EXTRAIT FOURNI:
----

Si vous naviguez souvent sur les réseaux sociaux francophones, vous avez très probablement eu un face-à-face avec un comic strip d’Alex Lévesque. Depuis 2016, l’humoriste originaire de Baie-Comeau publie plusieurs fois par semaine un « épisode » de Dessine Bandé, un webcomic composé de plus de 650 courtes vignettes humoristiquement absurdes, stylistiquement minimalistes et, soyons honnêtes, addictives à lire. Son sens de l’humour, auquel s’ajoute un strict rythme de publication, a non seulement attiré l’attention 170 000 lecteur·ice·s, mais aussi celle du groupe média montréalais Urbania, puis celle de la maison d’édition Front Froid. C’est dans la collection « Nouvelle Adresse » de cette dernière que Lévesque publie en novembre 2023 Dessine Bandé : le livre, un recueil qui réunit ses meilleures vignettes.
Le ton de l’œuvre est donné dès la première page. Le comic dépeint un groupe de musique à la recherche d’un « nom de band cool ». Songeur, le claviériste lève les yeux au plafond et son regard croise un détecteur de fumée sur lequel on peut lire « smoke detector ». À la case suivante, le claviériste déclare « les gars, je l’ai! ». Avec ce setup, le lectorat s’attend à ce que le nouveau nom du groupe soit « Smoke Detector » ou quelque chose dans ce genre. Mais Lévesque détourne cette attente à la dernière case, qui montre un théâtre annonçant une performance des « P’tits ronds en plastique accrochés su’ l’plafond[2] ». Le message de cette première vignette est clair : laissez vos attentes sur le bord de la porte parce qu’elles seront fracassées dès l’introduction. Les blagues iront à un endroit à la fois surprenant et évident. Elles vous feront sourire, secouer la tête en pensant « c’est donc ben con », avant de tourner la page avec anticipation. C’est cette réaction qui explique le succès de Dessine Bandé, le webcomic comme le recueil papier. Le mot qui me vient en tête pour le décrire est « simple », et je mets dans cette description toute l’affection et l’admiration que j’ai pour l’œuvre de Lévesque. Dans la préface, il mentionne avoir commencé Dessine Bandé parce qu’il voulait apprendre à faire des blagues[3] et je pense sincèrement qu’il y est arrivé.

----

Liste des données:
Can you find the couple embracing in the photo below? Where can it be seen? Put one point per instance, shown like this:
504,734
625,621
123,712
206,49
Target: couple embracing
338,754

----

Pour chacun des énoncés suivants, indiquez par oui ou par non s'il concorde avec l'extrait fourni, en citant mot pour mot les termes de l'extrait qui tranchent la question. (a) Alex Lévesque publie Dessine Bandé depuis 2016. (b) Le recueil a paru chez Urbania. (c) L'humoriste est originaire de Montréal.

RÉPONSE:
(a) Oui : « Depuis 2016, l’humoriste originaire de Baie-Comeau publie plusieurs fois par semaine un « épisode » de Dessine Bandé ».
(b) Non : « la maison d’édition Front Froid. C’est dans la collection « Nouvelle Adresse » de cette dernière que Lévesque publie en novembre 2023 Dessine Bandé : le livre ».
(c) Non : « l’humoriste originaire de Baie-Comeau ».